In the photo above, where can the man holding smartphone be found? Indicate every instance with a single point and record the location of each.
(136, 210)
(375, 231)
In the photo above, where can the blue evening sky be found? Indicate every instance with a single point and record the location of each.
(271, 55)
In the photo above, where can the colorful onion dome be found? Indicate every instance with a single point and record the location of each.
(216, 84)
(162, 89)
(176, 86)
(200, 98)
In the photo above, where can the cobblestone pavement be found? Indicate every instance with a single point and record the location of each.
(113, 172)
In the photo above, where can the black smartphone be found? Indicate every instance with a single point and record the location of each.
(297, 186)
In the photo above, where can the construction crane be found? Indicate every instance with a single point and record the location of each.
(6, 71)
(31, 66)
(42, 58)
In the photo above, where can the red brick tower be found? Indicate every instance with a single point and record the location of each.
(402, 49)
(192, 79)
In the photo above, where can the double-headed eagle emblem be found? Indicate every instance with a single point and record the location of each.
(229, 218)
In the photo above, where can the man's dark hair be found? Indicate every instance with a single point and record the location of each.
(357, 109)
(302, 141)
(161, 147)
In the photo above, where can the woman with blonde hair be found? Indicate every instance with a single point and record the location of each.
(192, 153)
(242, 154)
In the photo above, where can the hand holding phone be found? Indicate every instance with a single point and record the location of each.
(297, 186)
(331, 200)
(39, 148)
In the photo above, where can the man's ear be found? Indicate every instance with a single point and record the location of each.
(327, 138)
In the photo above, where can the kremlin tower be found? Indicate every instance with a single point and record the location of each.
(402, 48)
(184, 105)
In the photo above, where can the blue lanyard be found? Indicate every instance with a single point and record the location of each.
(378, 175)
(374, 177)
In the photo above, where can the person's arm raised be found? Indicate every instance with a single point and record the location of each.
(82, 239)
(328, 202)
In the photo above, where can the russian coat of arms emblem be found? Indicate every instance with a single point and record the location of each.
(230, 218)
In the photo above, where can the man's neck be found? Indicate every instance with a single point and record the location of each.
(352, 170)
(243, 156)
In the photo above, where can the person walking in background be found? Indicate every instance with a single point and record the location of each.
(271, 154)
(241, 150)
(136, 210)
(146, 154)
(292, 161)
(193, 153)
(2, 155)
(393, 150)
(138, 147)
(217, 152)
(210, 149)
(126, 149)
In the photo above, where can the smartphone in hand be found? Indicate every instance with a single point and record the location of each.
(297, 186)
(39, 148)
################
**WHAT TO PRODUCE**: Swap "Indicate every instance" for "Mark each instance" throughout the records above and reproduce them with no other changes.

**COMPLETE ANSWER**:
In the photo above, where can the man holding smartphone be found? Mark each instance with a single point and record the location of each.
(136, 210)
(375, 231)
In the photo above, where can the blue evening sky be found? Mark each instance with a single point and record the location of each.
(271, 55)
In the photo above, where can the colorful onion dome be found? Mark each instance with a single point and record the location of each.
(216, 84)
(162, 89)
(176, 86)
(200, 98)
In the photo above, where can the cobblestone pavement be found? Mark each instance with a single point and record the location of each.
(113, 172)
In the photo above, where can the black smartphone be found? Mark each instance with a single point and record the location of each.
(297, 186)
In the photo above, where can the construction crane be found? Mark each instance with a single point and record the location of each.
(6, 71)
(31, 66)
(42, 58)
In the photo above, where can the red brick tower be found? Mark each instance with a single point and record the location of each.
(402, 49)
(192, 79)
In the photo above, where can the double-headed eagle emblem be found? Mark each instance with a single point and record the location of each.
(229, 218)
In the photo above, where can the man's dark hair be found? Mark each instance with a single point and record the location of each.
(357, 109)
(302, 141)
(161, 147)
In the photo above, where can the woman with blonde hair be found? Mark each instance with a single point and record the location of each.
(192, 153)
(242, 154)
In the photo above, where can the hand holding phone be found? Mark each instance with a single point and record the location of each.
(297, 186)
(331, 200)
(39, 148)
In the photo above, where can the man's ear be found? Mark each instance with a single point and record the location of each.
(327, 138)
In the photo above, where can the kremlin tower be found? Mark each instance with a single point and record the location of each.
(402, 48)
(184, 105)
In the photo above, where can the blue lanyard be found? Mark each instance with a single point and record the location of each.
(378, 175)
(374, 177)
In the photo above, where can the person's arm raised be found? Mark each instance with a single point and record the location of each.
(82, 239)
(328, 202)
In the photo above, where can the russian coat of arms emblem be found? Mark each instance with a single point and record the location of each.
(230, 218)
In the photo above, where can the man's neck be found? Mark each instance with a single point and record the location of each.
(352, 170)
(243, 156)
In the photo above, where can the person walking in background be found? Mark each instance with a single point and record the location of each.
(271, 154)
(241, 150)
(136, 210)
(146, 154)
(292, 161)
(193, 153)
(2, 155)
(393, 150)
(138, 147)
(217, 152)
(210, 149)
(126, 149)
In the photo above, where can the smartphone in hand be found? Mark each instance with a single point and record the location of each.
(297, 186)
(39, 148)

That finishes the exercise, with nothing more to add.